Which lines of the records contain the word "positive"? Show each of them.

TASK INPUT below:

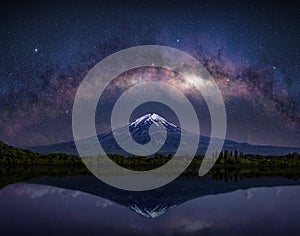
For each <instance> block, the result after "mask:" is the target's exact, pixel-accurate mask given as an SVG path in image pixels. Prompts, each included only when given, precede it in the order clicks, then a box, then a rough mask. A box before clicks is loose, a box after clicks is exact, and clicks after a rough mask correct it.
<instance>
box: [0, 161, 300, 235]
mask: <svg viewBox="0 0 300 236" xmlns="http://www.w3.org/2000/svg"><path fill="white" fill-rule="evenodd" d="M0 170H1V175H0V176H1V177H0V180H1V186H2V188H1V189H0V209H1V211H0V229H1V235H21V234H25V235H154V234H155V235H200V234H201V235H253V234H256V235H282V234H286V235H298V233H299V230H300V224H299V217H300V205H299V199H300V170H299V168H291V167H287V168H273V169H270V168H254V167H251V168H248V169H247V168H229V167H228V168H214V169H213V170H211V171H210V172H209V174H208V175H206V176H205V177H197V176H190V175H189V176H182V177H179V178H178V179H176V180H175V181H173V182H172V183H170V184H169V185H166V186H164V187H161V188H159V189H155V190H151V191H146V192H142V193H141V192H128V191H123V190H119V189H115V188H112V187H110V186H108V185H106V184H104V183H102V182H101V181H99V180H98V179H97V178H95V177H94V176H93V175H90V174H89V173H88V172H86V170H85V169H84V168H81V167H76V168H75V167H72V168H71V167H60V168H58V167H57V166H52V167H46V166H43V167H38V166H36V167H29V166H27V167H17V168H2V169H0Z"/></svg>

End of TASK INPUT.
TASK INPUT below:

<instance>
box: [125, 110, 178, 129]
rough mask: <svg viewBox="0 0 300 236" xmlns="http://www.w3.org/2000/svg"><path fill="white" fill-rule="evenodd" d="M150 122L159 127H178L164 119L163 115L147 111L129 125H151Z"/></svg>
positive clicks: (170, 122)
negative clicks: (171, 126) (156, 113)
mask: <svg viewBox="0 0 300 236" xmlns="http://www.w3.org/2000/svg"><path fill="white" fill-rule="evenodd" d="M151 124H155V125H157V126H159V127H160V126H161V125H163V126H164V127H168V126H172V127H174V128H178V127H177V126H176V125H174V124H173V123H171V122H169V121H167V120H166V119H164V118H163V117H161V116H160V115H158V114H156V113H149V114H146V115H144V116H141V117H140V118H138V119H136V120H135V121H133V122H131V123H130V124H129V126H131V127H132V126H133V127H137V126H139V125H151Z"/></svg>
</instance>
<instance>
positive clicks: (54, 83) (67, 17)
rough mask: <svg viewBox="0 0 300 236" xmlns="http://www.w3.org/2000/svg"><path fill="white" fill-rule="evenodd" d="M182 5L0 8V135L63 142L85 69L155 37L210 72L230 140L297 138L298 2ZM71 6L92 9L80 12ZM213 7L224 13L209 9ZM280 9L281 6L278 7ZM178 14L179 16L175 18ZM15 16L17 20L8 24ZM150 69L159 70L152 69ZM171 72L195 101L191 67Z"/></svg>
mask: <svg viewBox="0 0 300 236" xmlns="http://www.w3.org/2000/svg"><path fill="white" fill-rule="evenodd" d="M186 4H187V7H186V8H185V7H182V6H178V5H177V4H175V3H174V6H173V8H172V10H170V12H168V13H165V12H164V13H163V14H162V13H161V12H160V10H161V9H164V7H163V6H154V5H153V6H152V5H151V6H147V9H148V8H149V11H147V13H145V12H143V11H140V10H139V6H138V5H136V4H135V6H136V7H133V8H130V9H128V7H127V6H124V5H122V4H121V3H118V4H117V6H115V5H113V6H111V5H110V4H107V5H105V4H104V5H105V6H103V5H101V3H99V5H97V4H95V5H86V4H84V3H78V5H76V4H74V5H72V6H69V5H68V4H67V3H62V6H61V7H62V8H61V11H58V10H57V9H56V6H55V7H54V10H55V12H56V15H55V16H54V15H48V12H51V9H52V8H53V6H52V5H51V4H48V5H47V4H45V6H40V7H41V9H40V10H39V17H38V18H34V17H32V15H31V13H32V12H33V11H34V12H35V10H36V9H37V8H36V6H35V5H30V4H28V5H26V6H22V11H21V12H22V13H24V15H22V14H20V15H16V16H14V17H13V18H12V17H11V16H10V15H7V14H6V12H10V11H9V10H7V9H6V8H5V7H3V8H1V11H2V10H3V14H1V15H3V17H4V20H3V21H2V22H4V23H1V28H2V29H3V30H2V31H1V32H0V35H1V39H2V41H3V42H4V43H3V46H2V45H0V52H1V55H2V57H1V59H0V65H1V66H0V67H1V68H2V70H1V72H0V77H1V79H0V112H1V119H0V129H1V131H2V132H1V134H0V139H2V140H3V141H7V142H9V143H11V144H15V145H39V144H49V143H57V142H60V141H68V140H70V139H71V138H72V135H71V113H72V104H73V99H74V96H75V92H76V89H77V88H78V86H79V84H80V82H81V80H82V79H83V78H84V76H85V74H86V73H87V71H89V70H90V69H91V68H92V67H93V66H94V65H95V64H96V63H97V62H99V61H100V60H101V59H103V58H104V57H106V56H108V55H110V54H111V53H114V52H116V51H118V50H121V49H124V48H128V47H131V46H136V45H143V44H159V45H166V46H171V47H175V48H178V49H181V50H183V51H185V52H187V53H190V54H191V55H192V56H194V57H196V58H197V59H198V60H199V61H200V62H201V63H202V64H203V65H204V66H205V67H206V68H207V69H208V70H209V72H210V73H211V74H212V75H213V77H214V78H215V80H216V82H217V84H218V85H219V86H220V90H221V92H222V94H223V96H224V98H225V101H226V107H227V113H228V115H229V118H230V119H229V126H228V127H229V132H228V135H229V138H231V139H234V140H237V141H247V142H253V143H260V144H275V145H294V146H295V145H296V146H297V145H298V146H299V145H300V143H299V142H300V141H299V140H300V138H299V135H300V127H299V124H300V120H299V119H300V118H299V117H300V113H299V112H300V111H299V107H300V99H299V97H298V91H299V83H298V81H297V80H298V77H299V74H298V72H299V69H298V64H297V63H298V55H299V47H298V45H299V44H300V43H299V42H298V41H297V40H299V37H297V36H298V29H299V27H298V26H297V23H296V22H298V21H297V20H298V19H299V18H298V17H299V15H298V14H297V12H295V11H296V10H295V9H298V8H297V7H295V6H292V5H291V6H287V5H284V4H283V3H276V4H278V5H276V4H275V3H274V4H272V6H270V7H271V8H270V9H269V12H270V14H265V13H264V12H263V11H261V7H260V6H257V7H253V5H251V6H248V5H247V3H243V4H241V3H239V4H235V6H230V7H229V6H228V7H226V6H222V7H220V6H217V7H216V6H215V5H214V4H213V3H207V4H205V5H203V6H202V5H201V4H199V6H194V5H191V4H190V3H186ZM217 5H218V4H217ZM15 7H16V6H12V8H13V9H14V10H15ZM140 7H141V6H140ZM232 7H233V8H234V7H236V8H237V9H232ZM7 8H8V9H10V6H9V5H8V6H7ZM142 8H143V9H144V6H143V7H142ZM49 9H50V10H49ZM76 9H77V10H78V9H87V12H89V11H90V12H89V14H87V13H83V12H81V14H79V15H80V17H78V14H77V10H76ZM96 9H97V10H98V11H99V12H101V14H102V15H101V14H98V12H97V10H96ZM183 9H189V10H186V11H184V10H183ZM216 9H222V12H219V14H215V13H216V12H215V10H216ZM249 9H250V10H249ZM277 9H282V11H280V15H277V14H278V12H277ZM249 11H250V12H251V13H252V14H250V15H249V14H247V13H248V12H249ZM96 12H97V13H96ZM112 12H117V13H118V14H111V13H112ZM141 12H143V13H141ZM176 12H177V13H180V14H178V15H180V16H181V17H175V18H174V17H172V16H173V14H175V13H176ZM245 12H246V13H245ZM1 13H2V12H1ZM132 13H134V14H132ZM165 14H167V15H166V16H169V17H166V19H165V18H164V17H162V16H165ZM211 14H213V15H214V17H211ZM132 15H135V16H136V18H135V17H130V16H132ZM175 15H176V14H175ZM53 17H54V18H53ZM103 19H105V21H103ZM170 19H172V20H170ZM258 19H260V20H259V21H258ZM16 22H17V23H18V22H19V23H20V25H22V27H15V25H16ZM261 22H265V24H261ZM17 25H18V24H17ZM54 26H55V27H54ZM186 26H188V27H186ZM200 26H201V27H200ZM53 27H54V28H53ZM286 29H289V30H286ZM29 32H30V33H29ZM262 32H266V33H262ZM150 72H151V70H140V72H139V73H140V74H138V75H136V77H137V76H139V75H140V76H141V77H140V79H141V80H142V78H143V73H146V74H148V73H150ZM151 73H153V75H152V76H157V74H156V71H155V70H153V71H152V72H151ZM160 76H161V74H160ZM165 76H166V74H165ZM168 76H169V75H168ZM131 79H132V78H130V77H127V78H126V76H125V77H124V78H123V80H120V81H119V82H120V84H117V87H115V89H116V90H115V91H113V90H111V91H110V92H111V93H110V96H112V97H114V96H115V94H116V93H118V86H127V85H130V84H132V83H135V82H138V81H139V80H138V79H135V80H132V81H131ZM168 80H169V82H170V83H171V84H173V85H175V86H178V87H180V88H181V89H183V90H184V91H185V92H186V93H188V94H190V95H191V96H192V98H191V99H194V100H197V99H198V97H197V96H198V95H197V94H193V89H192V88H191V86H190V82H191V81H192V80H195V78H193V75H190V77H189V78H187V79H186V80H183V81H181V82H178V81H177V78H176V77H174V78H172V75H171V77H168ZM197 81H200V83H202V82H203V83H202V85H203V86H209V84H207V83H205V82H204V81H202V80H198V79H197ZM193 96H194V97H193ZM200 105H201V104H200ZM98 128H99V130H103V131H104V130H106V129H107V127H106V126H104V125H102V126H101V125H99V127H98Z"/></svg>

End of TASK INPUT.

» **OUTPUT BELOW**
positive clicks: (170, 122)
positive clicks: (54, 83) (67, 17)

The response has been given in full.